◆ TASK DETAILS
Copy word for word the lines from the one containing "of the limestone" through the end of the records, including both ends.

◆ DATASET ENTRIES
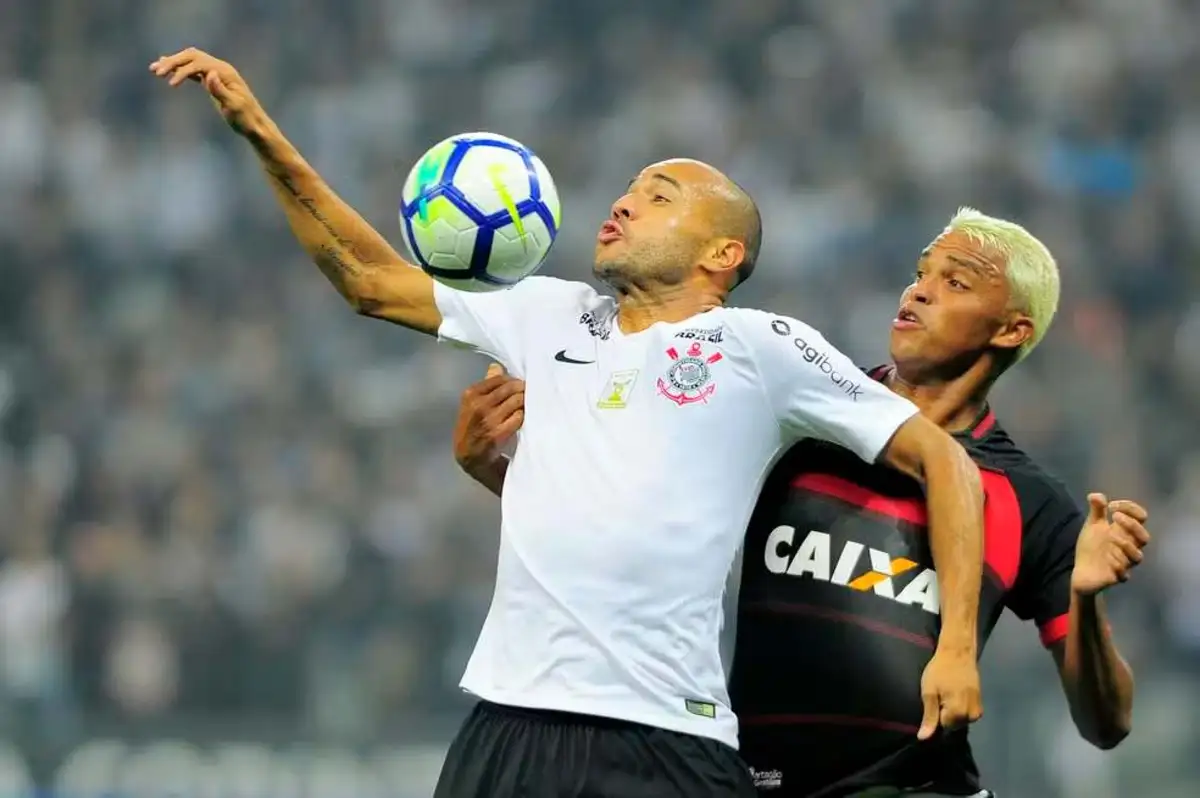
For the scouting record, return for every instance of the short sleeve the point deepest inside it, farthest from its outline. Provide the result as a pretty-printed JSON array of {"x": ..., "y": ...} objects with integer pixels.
[
  {"x": 816, "y": 391},
  {"x": 497, "y": 323},
  {"x": 1042, "y": 592}
]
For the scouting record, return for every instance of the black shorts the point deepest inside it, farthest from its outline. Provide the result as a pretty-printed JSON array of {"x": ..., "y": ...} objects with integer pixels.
[{"x": 510, "y": 753}]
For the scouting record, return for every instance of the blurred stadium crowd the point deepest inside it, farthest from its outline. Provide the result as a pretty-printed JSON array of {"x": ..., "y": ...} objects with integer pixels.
[{"x": 226, "y": 497}]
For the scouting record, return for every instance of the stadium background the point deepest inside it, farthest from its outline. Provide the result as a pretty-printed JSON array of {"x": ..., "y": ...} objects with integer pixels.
[{"x": 235, "y": 555}]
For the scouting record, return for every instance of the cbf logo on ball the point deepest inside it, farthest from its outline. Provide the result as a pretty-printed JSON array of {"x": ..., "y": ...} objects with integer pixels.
[{"x": 689, "y": 378}]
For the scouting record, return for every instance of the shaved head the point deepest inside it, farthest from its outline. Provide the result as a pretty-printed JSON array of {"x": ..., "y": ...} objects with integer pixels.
[
  {"x": 678, "y": 216},
  {"x": 732, "y": 213}
]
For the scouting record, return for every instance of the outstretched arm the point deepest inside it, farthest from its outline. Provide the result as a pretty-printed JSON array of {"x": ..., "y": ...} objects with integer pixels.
[
  {"x": 954, "y": 495},
  {"x": 490, "y": 414},
  {"x": 355, "y": 258}
]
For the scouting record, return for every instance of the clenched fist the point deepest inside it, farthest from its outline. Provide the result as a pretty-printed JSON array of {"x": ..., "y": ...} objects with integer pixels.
[
  {"x": 229, "y": 93},
  {"x": 1110, "y": 544},
  {"x": 951, "y": 693}
]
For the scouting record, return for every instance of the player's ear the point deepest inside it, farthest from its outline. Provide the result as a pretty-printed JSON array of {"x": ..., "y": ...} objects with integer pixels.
[
  {"x": 1013, "y": 333},
  {"x": 724, "y": 257}
]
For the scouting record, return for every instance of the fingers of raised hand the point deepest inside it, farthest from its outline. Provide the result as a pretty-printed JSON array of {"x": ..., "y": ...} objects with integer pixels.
[
  {"x": 1131, "y": 527},
  {"x": 1131, "y": 509},
  {"x": 185, "y": 65}
]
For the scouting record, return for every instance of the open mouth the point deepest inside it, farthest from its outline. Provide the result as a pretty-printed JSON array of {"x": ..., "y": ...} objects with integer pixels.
[
  {"x": 906, "y": 319},
  {"x": 610, "y": 232}
]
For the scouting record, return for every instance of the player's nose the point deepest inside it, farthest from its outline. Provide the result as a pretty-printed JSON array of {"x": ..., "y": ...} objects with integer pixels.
[{"x": 623, "y": 209}]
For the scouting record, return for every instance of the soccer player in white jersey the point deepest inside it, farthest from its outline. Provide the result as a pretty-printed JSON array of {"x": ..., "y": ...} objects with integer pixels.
[{"x": 652, "y": 419}]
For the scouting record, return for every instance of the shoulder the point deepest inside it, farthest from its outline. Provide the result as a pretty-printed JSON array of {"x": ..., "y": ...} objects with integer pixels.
[
  {"x": 1048, "y": 507},
  {"x": 564, "y": 289}
]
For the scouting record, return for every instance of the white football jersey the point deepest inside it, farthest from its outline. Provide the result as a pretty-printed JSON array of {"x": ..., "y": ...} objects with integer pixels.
[{"x": 639, "y": 463}]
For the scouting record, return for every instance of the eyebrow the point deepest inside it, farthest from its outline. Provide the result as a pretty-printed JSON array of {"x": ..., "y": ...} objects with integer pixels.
[
  {"x": 969, "y": 264},
  {"x": 659, "y": 175}
]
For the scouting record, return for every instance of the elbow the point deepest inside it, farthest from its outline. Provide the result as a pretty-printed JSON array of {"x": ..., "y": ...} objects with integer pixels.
[{"x": 930, "y": 453}]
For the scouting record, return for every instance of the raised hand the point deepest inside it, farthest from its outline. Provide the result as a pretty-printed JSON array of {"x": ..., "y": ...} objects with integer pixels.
[
  {"x": 951, "y": 693},
  {"x": 490, "y": 414},
  {"x": 229, "y": 91},
  {"x": 1110, "y": 544}
]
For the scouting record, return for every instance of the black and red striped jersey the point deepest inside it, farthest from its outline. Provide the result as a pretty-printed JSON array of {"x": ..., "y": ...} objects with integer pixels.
[{"x": 839, "y": 613}]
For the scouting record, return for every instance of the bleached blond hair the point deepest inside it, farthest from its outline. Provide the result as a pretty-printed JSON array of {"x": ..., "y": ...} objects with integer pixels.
[{"x": 1029, "y": 267}]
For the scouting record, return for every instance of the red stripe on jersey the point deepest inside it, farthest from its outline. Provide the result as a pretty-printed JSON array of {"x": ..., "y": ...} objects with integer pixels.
[
  {"x": 1002, "y": 527},
  {"x": 911, "y": 510},
  {"x": 828, "y": 720},
  {"x": 1054, "y": 630},
  {"x": 985, "y": 424},
  {"x": 1002, "y": 515},
  {"x": 870, "y": 624}
]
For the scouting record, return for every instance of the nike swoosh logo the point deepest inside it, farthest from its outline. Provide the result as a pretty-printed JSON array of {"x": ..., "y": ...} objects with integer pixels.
[{"x": 561, "y": 357}]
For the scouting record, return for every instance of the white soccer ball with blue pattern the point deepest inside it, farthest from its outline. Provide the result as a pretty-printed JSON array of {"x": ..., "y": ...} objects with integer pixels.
[{"x": 479, "y": 211}]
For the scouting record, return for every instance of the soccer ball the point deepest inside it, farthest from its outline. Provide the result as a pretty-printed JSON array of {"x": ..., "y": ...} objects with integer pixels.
[{"x": 479, "y": 211}]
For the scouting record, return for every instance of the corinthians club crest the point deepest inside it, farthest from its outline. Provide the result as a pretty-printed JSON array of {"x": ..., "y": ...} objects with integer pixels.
[{"x": 689, "y": 378}]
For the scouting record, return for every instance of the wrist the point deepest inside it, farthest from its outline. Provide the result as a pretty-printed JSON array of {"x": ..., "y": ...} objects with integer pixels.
[{"x": 263, "y": 135}]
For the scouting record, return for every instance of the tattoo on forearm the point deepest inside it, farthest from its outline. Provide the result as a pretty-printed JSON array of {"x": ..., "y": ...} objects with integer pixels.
[{"x": 330, "y": 261}]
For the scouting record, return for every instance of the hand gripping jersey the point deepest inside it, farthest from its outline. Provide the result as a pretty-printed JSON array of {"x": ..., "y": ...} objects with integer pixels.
[
  {"x": 838, "y": 613},
  {"x": 628, "y": 497}
]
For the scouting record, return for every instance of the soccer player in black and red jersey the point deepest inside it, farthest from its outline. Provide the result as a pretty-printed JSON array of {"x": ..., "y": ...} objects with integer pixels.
[{"x": 839, "y": 611}]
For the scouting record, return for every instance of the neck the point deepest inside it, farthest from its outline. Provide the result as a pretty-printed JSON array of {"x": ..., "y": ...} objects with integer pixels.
[
  {"x": 952, "y": 402},
  {"x": 641, "y": 307}
]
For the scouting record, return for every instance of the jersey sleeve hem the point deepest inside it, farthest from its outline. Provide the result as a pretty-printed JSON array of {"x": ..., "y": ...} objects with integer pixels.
[
  {"x": 453, "y": 310},
  {"x": 1055, "y": 629},
  {"x": 887, "y": 421}
]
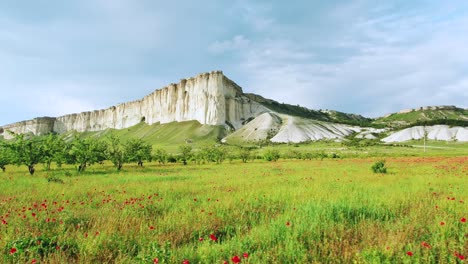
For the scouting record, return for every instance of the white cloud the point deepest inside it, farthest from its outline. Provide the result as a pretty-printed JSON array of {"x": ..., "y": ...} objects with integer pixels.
[{"x": 238, "y": 42}]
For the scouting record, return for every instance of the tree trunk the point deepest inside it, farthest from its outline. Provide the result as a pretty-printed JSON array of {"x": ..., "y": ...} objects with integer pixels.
[{"x": 31, "y": 169}]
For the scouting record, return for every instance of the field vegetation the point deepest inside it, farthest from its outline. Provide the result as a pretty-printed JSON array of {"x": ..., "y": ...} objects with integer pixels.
[{"x": 300, "y": 203}]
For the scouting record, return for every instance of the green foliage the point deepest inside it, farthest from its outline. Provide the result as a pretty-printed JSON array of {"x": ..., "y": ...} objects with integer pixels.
[
  {"x": 27, "y": 152},
  {"x": 379, "y": 167},
  {"x": 53, "y": 150},
  {"x": 245, "y": 154},
  {"x": 85, "y": 152},
  {"x": 161, "y": 156},
  {"x": 213, "y": 153},
  {"x": 185, "y": 153},
  {"x": 115, "y": 151},
  {"x": 5, "y": 155},
  {"x": 271, "y": 155},
  {"x": 55, "y": 178},
  {"x": 138, "y": 151}
]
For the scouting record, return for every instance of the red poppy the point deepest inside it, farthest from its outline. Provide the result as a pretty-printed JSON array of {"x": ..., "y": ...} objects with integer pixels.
[
  {"x": 425, "y": 244},
  {"x": 459, "y": 256},
  {"x": 213, "y": 237}
]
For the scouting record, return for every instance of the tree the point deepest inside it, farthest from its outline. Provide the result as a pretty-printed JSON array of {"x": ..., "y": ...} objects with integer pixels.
[
  {"x": 27, "y": 152},
  {"x": 53, "y": 148},
  {"x": 185, "y": 153},
  {"x": 115, "y": 152},
  {"x": 271, "y": 155},
  {"x": 138, "y": 151},
  {"x": 245, "y": 154},
  {"x": 161, "y": 156},
  {"x": 86, "y": 152},
  {"x": 5, "y": 156}
]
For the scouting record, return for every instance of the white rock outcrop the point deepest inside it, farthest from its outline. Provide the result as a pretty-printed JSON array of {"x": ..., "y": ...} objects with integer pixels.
[
  {"x": 209, "y": 98},
  {"x": 437, "y": 132}
]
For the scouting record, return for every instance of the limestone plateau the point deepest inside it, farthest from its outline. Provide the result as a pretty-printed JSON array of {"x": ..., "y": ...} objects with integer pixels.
[{"x": 213, "y": 99}]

◆ EXERCISE OUTPUT
For the scouting record, return for every instance of the limestone plateau the point deepest inside it, farthest from its outline. Provide the result as a pretty-printed JSON array of {"x": ..., "y": ...} objects with integer pixels.
[{"x": 213, "y": 99}]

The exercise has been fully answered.